**Task inputs:**
[Start of section]

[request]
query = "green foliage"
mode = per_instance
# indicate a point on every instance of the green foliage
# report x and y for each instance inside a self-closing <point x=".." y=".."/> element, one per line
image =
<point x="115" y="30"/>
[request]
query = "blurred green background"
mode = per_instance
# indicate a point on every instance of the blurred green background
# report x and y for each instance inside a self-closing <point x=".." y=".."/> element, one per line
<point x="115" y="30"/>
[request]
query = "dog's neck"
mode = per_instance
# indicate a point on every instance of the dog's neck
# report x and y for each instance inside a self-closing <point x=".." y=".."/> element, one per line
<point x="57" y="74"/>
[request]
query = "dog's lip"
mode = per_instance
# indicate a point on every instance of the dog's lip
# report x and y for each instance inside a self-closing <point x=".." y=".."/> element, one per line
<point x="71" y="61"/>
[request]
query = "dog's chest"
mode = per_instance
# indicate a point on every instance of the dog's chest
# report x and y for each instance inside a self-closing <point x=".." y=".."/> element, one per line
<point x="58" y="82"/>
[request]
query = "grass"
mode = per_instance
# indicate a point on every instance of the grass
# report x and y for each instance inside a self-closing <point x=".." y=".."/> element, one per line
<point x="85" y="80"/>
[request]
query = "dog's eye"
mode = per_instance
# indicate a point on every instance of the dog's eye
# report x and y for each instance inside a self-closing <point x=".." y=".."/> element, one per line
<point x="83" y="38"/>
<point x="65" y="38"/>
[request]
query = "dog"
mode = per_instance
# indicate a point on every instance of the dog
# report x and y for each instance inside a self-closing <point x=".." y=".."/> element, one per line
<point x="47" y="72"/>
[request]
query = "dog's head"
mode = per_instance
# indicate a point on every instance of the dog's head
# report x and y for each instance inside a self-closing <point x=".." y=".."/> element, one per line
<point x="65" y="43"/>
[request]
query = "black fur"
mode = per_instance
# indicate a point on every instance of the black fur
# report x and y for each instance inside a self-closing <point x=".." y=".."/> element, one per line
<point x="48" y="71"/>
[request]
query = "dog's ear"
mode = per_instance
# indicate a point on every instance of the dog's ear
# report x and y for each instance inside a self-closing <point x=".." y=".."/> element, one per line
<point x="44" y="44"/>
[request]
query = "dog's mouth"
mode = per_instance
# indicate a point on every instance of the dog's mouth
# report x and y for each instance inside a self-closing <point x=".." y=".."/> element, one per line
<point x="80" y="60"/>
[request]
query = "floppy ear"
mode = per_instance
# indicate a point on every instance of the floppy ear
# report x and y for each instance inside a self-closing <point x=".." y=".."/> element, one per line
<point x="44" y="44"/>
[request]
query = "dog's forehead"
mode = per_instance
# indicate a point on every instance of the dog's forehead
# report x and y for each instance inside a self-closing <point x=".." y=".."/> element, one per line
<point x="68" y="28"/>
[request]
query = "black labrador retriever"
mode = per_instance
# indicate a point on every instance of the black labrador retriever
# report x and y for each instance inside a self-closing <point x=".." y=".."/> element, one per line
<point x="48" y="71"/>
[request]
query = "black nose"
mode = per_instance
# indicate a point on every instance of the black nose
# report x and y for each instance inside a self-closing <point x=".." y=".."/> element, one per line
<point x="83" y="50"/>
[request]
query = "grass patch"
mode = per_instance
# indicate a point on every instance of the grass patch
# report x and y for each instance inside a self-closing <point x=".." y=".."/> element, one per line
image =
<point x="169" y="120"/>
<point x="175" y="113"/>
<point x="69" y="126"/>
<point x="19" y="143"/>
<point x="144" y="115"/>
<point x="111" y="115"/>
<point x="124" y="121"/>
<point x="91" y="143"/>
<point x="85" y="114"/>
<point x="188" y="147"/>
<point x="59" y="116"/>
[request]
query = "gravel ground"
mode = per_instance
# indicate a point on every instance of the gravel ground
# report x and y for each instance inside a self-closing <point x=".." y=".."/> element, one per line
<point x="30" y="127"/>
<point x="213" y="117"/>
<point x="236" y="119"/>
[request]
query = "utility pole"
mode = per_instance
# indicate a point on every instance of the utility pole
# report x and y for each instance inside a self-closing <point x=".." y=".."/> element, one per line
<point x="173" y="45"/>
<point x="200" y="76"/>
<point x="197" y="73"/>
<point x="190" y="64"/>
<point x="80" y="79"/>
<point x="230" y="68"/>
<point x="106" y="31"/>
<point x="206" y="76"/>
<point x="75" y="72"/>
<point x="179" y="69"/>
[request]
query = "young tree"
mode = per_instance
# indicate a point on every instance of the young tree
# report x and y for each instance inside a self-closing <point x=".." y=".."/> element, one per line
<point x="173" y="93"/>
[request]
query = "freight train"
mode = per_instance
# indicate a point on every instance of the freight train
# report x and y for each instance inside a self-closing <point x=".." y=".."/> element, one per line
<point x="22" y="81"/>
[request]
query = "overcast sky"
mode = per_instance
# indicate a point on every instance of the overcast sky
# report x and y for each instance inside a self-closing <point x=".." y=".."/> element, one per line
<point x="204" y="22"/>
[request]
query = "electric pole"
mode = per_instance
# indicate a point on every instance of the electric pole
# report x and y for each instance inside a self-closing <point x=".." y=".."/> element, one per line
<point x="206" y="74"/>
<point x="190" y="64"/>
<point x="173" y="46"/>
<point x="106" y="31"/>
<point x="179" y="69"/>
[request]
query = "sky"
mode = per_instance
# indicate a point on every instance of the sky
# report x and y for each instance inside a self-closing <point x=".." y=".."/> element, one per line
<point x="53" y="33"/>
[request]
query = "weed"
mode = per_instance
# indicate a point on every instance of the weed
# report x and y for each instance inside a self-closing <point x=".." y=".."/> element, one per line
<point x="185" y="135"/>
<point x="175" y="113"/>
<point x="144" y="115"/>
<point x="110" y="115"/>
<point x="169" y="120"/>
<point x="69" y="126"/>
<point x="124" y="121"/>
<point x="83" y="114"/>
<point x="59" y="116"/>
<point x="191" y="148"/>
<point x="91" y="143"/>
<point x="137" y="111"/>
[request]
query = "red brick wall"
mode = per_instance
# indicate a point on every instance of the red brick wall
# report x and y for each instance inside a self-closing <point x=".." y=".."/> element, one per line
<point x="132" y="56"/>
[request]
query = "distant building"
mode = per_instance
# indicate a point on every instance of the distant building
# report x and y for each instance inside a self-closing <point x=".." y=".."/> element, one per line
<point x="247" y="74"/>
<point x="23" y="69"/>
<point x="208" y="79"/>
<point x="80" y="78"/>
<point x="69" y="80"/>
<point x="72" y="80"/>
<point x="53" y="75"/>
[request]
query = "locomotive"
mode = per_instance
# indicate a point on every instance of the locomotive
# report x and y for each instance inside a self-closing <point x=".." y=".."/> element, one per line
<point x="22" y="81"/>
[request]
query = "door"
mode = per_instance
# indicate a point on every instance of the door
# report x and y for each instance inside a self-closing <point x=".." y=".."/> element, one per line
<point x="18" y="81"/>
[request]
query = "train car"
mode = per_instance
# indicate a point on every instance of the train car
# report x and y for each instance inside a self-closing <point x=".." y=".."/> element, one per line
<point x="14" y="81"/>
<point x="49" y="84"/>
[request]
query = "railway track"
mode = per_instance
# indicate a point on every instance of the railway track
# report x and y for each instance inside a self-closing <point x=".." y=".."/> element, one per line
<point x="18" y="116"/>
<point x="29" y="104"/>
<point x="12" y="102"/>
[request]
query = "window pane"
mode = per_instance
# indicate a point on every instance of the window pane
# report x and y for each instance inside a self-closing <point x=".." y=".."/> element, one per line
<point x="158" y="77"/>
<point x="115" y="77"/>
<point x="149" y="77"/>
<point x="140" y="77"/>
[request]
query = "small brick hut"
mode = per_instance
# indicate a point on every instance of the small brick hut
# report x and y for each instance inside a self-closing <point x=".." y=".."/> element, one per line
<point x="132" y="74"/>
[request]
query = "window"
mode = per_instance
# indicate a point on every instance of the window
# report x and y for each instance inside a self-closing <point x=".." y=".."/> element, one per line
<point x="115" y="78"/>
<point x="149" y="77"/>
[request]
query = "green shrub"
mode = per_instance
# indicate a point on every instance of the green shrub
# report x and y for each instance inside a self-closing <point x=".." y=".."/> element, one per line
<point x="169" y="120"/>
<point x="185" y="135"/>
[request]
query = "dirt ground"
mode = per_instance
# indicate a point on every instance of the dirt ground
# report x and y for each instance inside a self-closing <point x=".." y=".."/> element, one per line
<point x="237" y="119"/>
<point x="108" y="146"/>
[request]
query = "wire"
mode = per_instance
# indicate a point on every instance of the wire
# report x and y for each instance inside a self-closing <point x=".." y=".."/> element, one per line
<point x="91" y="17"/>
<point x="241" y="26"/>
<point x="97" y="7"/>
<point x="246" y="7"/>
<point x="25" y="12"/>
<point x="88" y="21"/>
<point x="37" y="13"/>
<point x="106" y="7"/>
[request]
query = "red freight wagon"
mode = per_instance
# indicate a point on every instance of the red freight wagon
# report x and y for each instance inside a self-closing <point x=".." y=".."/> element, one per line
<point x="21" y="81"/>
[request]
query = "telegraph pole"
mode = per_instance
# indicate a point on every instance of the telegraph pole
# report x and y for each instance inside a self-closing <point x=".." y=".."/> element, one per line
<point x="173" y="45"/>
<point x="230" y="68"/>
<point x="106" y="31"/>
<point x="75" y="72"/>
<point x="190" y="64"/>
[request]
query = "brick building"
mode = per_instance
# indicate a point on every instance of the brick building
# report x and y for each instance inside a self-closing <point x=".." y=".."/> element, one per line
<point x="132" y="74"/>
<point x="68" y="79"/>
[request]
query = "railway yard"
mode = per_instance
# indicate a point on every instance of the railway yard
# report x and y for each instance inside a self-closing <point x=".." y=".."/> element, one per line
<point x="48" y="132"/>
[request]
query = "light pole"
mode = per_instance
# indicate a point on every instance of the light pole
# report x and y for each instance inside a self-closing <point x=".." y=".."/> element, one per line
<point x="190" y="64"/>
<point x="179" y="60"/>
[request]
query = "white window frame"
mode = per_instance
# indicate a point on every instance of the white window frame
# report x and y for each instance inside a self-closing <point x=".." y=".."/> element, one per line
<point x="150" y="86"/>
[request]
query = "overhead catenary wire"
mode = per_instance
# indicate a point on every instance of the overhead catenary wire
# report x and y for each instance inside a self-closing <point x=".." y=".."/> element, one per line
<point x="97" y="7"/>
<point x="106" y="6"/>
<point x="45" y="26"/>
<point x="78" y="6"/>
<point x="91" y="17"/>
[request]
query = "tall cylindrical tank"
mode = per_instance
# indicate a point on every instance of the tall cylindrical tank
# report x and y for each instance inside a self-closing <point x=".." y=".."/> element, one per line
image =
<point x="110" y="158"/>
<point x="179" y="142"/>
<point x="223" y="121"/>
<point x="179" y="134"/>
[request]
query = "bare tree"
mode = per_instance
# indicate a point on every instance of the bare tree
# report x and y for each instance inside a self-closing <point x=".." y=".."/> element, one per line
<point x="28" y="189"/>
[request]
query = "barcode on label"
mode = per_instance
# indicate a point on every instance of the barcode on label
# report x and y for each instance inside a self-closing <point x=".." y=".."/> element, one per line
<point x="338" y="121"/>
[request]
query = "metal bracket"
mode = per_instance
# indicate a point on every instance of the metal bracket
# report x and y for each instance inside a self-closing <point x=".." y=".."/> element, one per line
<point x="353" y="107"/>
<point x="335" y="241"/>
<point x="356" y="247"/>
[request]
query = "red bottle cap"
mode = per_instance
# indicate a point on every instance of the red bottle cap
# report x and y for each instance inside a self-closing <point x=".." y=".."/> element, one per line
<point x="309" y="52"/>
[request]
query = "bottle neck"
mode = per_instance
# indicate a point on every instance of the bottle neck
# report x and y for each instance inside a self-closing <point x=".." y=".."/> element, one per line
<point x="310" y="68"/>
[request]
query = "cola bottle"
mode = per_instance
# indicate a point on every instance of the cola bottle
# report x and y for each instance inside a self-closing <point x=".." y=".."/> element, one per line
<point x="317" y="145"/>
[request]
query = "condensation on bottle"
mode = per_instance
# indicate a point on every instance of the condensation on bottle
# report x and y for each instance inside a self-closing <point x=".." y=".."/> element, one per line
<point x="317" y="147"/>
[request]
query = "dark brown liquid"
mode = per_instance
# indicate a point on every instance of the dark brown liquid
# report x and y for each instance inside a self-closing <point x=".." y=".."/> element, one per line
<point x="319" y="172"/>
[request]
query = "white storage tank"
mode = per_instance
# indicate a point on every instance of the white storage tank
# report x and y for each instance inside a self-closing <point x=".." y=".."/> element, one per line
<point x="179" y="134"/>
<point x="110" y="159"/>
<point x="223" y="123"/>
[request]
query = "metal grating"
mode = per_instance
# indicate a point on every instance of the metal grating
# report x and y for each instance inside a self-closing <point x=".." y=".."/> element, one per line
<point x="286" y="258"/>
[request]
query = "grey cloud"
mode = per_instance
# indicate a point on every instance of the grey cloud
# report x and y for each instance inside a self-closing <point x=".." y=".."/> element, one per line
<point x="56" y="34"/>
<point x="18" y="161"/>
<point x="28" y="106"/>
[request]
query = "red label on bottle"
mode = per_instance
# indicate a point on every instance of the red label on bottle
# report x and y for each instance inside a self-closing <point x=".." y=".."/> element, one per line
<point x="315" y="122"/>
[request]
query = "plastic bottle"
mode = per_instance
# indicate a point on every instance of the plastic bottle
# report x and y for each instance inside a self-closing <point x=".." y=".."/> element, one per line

[End of section]

**Problem to work on:**
From the records, determine the number of lines holding the word "weed", and state that number only.

**Completed task:**
2